- **TÂCHE DEMANDÉE 1**:
Recopiez mot pour mot le passage du texte sur le goût des maths allant de « J’ai reçu une » jusqu'à « comprendre les mathématiques? ».

- **TEXTE FOURNI**:

J’ai reçu une très très jolie question d’une collègue qui m’écrivait surtout comme maman :
Je suis maitre E, et je cherche souvent comment aider les élèves à aimer les maths. Mais en tant que maman je n’y suis pas parvenue. Ma fille aînée s’accroche mais ne prendra pas spécialité maths. Ma seconde fille réussit également mais sans plaisir et dans en comprendre le sens.
Comment puis les aider à aimer les maths? Comment puis-je les aider à prendre plaisir ? Comment les aider à en comprendre le sens? Comment les aider à comprendre les mathématiques?
Ces questions sont profondes, énoncées avec une simplicité qui retourne, et en même temps y apporter une réponse constructive est terriblement complexe. Leur auteure craignait que sa question fût incongrue ; alors là, pas du tout !
La réponse que je lui ai faite est sans doute frustrante : je n’ai pas de solution, en fait. Avec des petits, c’est plus facile : on peut développer un goût pour des aspects multiples de maths, en dehors de préjugés qu’ils et elles se sont forgés. Là, on a affaire à des grandes… Avant tout, je pense que l’important est, pour nos enfants dans cette situation, de ne pas avoir à lutter : si elles n’aiment pas les maths, il ne faut pas les « forcer » à choisir la spé maths. En parallèle, il faut bien affirmer le fait qu’on peut arriver aux maths à tout âge, que rien n’est figé, et poursuivre l’acquisition d’une culture mathématique. A mon avis, c’est par l’aspect culturel des maths que ces jeunes filles peuvent modifier leur regard : donner des voir des maths partout, faire des liens avec tous les autres champs disciplinaires (et y entrer en particulier par les centres d’intérêts ; comme il y a des maths partout, c’est forcément possible !), chausser des lunettes mathématiques pour regarder les arts, raconter des histoires de maths, découvrir des spectacles qui font vivre les maths… mais pas seulement. Les mathématiques sont ouvertes sur le monde, pas renfermées sur elles-mêmes. Elles peuvent être une rencontre à n’importe quel moment de la vie, mais cette rencontre dépend du contexte, du moment et des personnes qui nous y amènent. Ce qui est certain, c’est qu’on n’y arrive pas si on est en stress ou sous pression.

- **TÂCHE DEMANDÉE 2**:
Reproduisez à l'identique les entrées, depuis leur toute première ligne jusqu'à la ligne contenant « 0,167 -> 8,189 », celle-ci comprise.

(Entrées tirées d'une collection)
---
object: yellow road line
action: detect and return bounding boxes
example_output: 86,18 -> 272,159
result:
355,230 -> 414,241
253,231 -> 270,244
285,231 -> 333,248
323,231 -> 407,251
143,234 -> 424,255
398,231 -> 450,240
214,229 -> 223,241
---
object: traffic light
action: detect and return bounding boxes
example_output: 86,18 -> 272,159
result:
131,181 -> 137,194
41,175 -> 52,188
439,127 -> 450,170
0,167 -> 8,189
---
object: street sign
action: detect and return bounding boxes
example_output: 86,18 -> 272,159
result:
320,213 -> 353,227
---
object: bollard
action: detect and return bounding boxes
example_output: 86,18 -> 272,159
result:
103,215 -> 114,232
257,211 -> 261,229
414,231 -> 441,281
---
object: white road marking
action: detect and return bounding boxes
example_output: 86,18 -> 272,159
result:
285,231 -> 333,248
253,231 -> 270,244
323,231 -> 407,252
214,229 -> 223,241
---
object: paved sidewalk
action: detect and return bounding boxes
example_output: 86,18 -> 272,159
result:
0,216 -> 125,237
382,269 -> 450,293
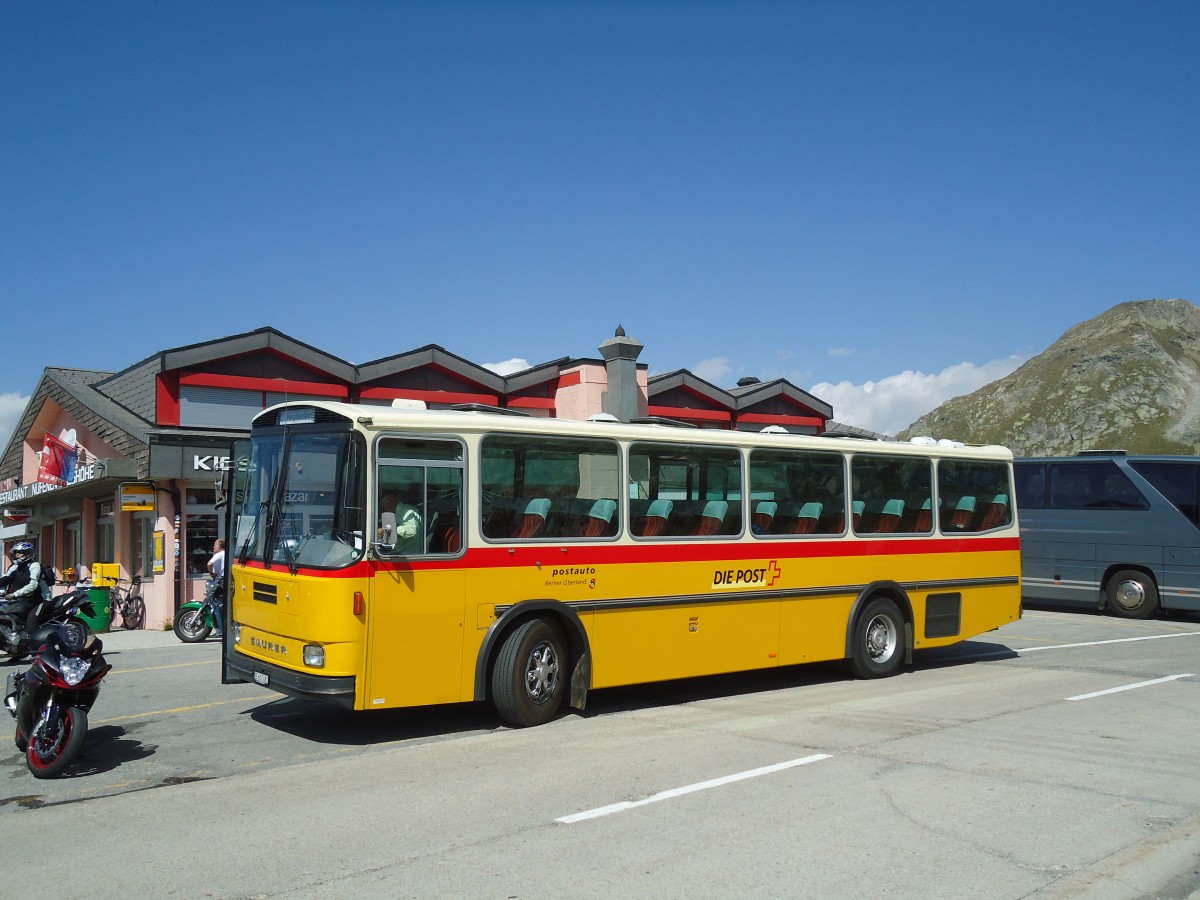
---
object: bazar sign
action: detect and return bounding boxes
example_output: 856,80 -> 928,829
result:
0,462 -> 106,506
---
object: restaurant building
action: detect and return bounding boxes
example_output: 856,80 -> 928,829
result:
0,328 -> 833,629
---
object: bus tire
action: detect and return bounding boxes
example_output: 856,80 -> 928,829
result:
492,619 -> 569,727
1104,569 -> 1158,619
850,596 -> 905,678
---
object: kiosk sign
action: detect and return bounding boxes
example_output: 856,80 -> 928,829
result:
120,481 -> 154,512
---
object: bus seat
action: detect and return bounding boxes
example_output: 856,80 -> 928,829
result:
972,493 -> 1008,532
642,499 -> 674,538
750,500 -> 779,534
950,494 -> 974,532
512,497 -> 550,538
792,502 -> 824,534
906,500 -> 934,534
582,498 -> 617,538
875,499 -> 904,534
692,500 -> 730,534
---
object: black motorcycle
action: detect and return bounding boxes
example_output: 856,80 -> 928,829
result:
0,587 -> 95,662
4,619 -> 112,778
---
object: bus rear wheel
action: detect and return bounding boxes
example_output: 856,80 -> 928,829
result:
1104,569 -> 1158,619
850,596 -> 904,678
492,619 -> 568,727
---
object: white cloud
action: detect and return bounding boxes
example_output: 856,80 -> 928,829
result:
0,391 -> 29,452
484,356 -> 529,374
690,356 -> 733,388
809,356 -> 1025,434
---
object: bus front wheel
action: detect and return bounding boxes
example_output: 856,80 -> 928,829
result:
1105,569 -> 1158,619
850,596 -> 904,678
492,619 -> 568,727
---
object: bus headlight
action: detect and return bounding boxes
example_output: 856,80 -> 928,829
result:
304,643 -> 325,668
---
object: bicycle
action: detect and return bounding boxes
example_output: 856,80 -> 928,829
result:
109,575 -> 146,631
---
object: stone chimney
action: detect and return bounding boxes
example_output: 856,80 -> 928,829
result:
600,325 -> 644,422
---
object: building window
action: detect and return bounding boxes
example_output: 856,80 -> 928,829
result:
184,487 -> 218,576
91,500 -> 116,563
62,517 -> 83,569
179,384 -> 263,428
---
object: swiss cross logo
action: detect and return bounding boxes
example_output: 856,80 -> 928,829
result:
713,559 -> 784,589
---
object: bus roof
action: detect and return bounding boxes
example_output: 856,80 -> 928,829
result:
254,400 -> 1013,461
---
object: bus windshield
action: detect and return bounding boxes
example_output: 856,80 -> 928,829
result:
234,430 -> 365,572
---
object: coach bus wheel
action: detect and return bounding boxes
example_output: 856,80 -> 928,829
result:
492,619 -> 568,727
850,596 -> 904,678
1105,569 -> 1158,619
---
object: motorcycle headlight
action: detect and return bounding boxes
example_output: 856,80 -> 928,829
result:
59,656 -> 91,685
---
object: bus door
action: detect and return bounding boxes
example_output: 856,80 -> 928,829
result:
366,437 -> 473,708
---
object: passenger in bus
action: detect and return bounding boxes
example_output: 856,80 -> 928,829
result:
379,490 -> 424,554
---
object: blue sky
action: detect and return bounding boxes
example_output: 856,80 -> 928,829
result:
0,0 -> 1200,438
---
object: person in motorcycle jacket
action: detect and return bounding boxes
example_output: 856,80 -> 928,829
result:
0,541 -> 50,634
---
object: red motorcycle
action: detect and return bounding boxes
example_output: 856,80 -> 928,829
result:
4,620 -> 112,778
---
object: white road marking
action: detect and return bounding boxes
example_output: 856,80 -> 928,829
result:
1066,672 -> 1195,700
554,754 -> 833,824
1013,631 -> 1200,653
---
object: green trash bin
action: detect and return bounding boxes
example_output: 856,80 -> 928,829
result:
79,588 -> 113,635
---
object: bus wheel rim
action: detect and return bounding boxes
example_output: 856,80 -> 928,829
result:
1116,581 -> 1146,610
866,616 -> 899,662
526,641 -> 558,703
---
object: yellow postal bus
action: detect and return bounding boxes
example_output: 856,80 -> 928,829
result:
224,402 -> 1020,725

- **RÉSULTAT 1**:
J’ai reçu une très très jolie question d’une collègue qui m’écrivait surtout comme maman :
Je suis maitre E, et je cherche souvent comment aider les élèves à aimer les maths. Mais en tant que maman je n’y suis pas parvenue. Ma fille aînée s’accroche mais ne prendra pas spécialité maths. Ma seconde fille réussit également mais sans plaisir et dans en comprendre le sens.
Comment puis les aider à aimer les maths? Comment puis-je les aider à prendre plaisir ? Comment les aider à en comprendre le sens? Comment les aider à comprendre les mathématiques?

- **RÉSULTAT 2**:
---
object: yellow road line
action: detect and return bounding boxes
example_output: 86,18 -> 272,159
result:
355,230 -> 414,241
253,231 -> 270,244
285,231 -> 333,248
323,231 -> 407,251
143,234 -> 424,255
398,231 -> 450,240
214,229 -> 223,241
---
object: traffic light
action: detect and return bounding boxes
example_output: 86,18 -> 272,159
result:
131,181 -> 137,194
41,175 -> 52,188
439,127 -> 450,170
0,167 -> 8,189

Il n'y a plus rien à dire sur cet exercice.